*WORK TO DO*:
Please count the lines of the data below that contain the string "smoke" and give only the number.

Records
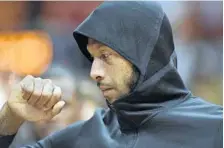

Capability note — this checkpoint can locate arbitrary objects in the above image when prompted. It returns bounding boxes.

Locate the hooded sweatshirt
[0,1,223,148]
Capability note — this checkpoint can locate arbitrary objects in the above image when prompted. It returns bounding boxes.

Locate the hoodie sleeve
[21,137,52,148]
[0,135,15,148]
[214,121,223,148]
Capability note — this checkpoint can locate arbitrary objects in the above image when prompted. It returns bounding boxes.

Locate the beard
[128,65,140,93]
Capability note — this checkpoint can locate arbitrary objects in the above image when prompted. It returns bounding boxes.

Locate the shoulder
[161,97,223,130]
[48,109,105,147]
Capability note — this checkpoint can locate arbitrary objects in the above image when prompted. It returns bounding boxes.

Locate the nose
[90,58,105,82]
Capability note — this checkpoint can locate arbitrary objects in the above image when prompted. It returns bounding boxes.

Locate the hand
[7,75,65,122]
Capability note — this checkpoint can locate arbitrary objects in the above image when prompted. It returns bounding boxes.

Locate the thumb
[44,101,65,121]
[51,101,65,117]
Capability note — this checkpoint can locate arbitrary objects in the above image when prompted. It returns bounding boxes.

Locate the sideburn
[129,65,140,92]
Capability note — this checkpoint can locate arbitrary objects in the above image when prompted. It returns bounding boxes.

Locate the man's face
[87,39,137,102]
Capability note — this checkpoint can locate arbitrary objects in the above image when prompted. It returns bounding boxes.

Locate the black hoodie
[0,1,223,148]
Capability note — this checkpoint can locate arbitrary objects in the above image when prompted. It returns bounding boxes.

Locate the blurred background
[0,1,223,148]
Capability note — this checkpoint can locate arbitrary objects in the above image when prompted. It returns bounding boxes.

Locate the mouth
[99,85,112,92]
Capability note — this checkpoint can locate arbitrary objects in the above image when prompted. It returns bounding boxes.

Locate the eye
[100,53,111,60]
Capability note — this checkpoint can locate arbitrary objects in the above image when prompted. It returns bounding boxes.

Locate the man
[0,2,222,148]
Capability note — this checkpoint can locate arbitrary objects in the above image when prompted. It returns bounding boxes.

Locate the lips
[99,85,112,91]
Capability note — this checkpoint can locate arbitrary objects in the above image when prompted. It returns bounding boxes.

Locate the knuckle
[44,79,52,83]
[42,92,52,98]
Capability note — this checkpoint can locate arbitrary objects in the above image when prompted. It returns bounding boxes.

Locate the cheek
[110,61,132,91]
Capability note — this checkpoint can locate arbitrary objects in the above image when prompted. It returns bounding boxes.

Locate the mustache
[97,82,110,87]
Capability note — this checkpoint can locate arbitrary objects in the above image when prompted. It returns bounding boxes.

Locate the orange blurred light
[0,31,53,75]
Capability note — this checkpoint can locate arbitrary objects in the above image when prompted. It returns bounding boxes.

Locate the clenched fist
[7,75,65,122]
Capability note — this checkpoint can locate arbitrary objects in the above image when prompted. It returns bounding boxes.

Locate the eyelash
[100,53,111,60]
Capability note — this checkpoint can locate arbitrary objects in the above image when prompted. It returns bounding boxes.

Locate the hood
[73,1,189,130]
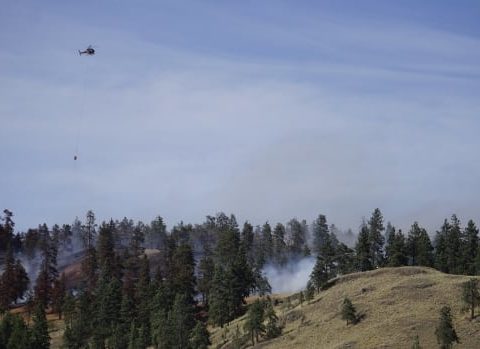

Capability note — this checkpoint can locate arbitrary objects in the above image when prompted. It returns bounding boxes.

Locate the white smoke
[263,257,315,293]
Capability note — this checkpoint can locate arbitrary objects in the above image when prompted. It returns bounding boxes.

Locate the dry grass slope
[211,267,480,349]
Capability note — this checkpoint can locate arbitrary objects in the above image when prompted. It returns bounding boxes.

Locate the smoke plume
[263,257,315,293]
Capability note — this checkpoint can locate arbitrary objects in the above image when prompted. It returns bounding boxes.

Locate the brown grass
[210,267,480,349]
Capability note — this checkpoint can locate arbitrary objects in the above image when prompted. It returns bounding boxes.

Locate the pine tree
[462,220,478,275]
[0,245,17,310]
[145,216,167,250]
[241,222,255,265]
[168,294,195,348]
[272,223,287,266]
[355,224,373,271]
[198,254,215,305]
[446,215,464,274]
[406,222,433,267]
[6,315,32,349]
[261,222,273,263]
[244,299,266,345]
[208,265,231,327]
[342,298,358,326]
[265,302,282,338]
[435,219,450,273]
[462,279,480,320]
[385,227,408,267]
[313,214,329,254]
[435,306,460,349]
[286,218,307,258]
[305,280,315,301]
[190,321,212,349]
[368,208,385,268]
[31,303,50,349]
[12,259,30,302]
[310,255,328,293]
[52,273,67,320]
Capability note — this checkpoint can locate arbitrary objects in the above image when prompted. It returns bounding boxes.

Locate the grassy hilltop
[211,267,480,349]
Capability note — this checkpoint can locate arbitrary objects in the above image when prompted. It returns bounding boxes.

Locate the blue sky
[0,1,480,232]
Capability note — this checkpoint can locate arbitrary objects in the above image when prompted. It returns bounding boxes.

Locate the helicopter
[78,45,95,56]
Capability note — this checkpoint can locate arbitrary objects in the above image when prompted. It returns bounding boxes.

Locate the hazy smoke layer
[263,257,315,293]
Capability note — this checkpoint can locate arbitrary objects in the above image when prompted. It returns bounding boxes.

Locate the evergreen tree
[462,220,478,275]
[342,298,357,326]
[168,294,195,349]
[435,306,460,349]
[310,255,329,293]
[446,215,464,274]
[241,222,255,265]
[31,303,50,349]
[0,245,17,310]
[145,216,167,250]
[313,214,330,254]
[355,224,373,271]
[208,265,231,327]
[368,208,385,268]
[198,254,215,305]
[305,280,315,301]
[52,273,67,319]
[385,227,408,267]
[190,321,212,349]
[462,279,480,320]
[273,223,287,266]
[335,242,355,275]
[6,315,32,349]
[261,222,273,262]
[244,299,266,346]
[406,222,433,267]
[287,218,307,258]
[265,302,282,338]
[12,259,30,302]
[435,219,450,273]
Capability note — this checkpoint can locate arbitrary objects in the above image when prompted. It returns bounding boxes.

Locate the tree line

*RESULT OF THIS EXERCISE*:
3